====== TEXT BLOCK ======

René Favaloro: Why the Pioneering Surgeon Is So Meaningful to Argentina
"He was very touched by the possibility that all his work may disappear."
Some people’s accomplishments are so monumental that history can be divided into the time before they lived and the time since. René Géronimo Favaloro, honored Friday with a Google Doodle, is one such figure. July 12 would have been the 96th birthday of the pioneering Argentinian doctor, who performed the world’s first coronary artery bypass surgery. Crucial as he was to the world of cardiac medicine, Favaloro is also remembered for the special legacy he left to Argentina in the wake of his untimely death in 2000.
Amid a political and economic crisis that had left Favaloro’s world-renowned medical institution struggling to keep its doors open, he took his own life on July 29, 2000. At the time, he left letters describing how the government had failed to help keep the hospital afloat. Since its inception in 1992, the Institute of Cardiology and Cardiovascular Surgery of the Favaloro Foundation served Argentinians as well as residents of neighboring countries, with a special focus on the issue of health inequality faced by children and poor people.
Even before then, he was a foundational figure in Argentinian cardiac medicine, performing the country’s first heart transplant in 1980.
In the wake of Favaloro’s suicide, the people of Argentina took notice of what was at stake.
As outlined in a 2016 article in the European Heart Journal, the institute served as a vital lifeline for Argentinians who experienced surgical complications during heart and kidney surgeries. Eventually becoming the University Hospital of Favaloro Foundation, it served as a teaching hospital to train the next generation of Argentinian doctors in organ transplants and advanced cardiac surgery techniques.

====== SOURCE MATERIAL ======

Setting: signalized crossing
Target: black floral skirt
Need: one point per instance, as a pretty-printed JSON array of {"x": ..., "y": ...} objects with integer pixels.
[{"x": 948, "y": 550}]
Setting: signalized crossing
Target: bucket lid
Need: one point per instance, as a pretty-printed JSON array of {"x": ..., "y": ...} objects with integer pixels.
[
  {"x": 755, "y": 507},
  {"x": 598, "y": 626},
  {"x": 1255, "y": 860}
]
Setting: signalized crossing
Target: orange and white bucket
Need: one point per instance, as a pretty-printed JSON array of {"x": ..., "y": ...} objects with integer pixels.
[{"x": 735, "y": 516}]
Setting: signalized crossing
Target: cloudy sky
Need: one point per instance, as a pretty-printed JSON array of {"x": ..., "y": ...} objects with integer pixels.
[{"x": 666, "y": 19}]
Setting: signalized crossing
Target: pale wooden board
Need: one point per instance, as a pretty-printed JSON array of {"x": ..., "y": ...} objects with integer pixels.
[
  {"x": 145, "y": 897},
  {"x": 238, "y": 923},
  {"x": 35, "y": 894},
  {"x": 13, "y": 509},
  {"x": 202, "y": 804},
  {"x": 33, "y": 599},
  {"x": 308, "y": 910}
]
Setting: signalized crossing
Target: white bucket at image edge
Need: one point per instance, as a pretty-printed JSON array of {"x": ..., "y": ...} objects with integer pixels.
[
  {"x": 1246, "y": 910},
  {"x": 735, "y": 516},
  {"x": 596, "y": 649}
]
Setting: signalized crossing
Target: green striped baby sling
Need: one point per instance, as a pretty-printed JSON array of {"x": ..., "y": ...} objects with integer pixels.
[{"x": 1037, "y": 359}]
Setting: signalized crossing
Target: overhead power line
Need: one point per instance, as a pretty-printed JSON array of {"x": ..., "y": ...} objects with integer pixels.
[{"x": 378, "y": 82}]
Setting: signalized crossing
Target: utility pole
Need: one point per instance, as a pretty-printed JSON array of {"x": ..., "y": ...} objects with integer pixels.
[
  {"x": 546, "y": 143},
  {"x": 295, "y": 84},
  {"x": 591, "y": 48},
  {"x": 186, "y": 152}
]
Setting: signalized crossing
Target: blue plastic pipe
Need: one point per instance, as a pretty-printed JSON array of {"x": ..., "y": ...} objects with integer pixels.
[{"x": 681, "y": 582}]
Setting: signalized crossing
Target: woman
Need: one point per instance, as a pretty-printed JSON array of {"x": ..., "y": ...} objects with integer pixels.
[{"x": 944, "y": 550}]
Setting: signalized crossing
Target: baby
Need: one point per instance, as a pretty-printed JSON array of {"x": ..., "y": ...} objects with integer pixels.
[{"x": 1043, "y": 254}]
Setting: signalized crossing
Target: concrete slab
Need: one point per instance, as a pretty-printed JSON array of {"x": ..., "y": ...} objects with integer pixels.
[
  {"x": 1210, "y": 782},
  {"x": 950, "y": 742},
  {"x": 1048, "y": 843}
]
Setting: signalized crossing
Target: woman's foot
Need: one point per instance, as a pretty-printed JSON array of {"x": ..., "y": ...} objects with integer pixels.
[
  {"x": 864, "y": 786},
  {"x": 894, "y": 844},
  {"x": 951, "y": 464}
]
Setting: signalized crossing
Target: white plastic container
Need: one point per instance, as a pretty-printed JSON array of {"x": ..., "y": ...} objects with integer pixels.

======

Carry on the article about René Favaloro, picking up after its final sentence.

Amid the economic downturn, though, the hospital was in serious trouble. It was owed millions in outstanding debts, and with the general public struggling to scrape by, it seemed unlikely that funds from medical bills would be coming any time soon. So he started reaching out to government officials.
When Favaloro’s plea to Argentinean president Fernando de la Rúa had gone unnoticed, he plunged into desperation.
"People became aware of the situation and started to help."
“He was very touched by the possibility that all his work may disappear. In a very difficult moment he appealed to the people and the authorities to give us financial support and he didn’t get it, so he committed suicide,” Branco Mautner, M.D., dean of the Favaloro University Medical School, told the European Heart Journal. “When he died he left some letters that accused the government of not helping him. Nobody knows whether that was in his mind or not, but in reality it helped. People became aware of the situation and started to help.”
The article also notes that the doctor was so beloved that opinion polls in the ‘90s suggested that Argentinians actually wanted him as president. He never ran for office though.
Favaloro’s foundation persists to this day, remaining one of the most active organ transplant sites in Argentina.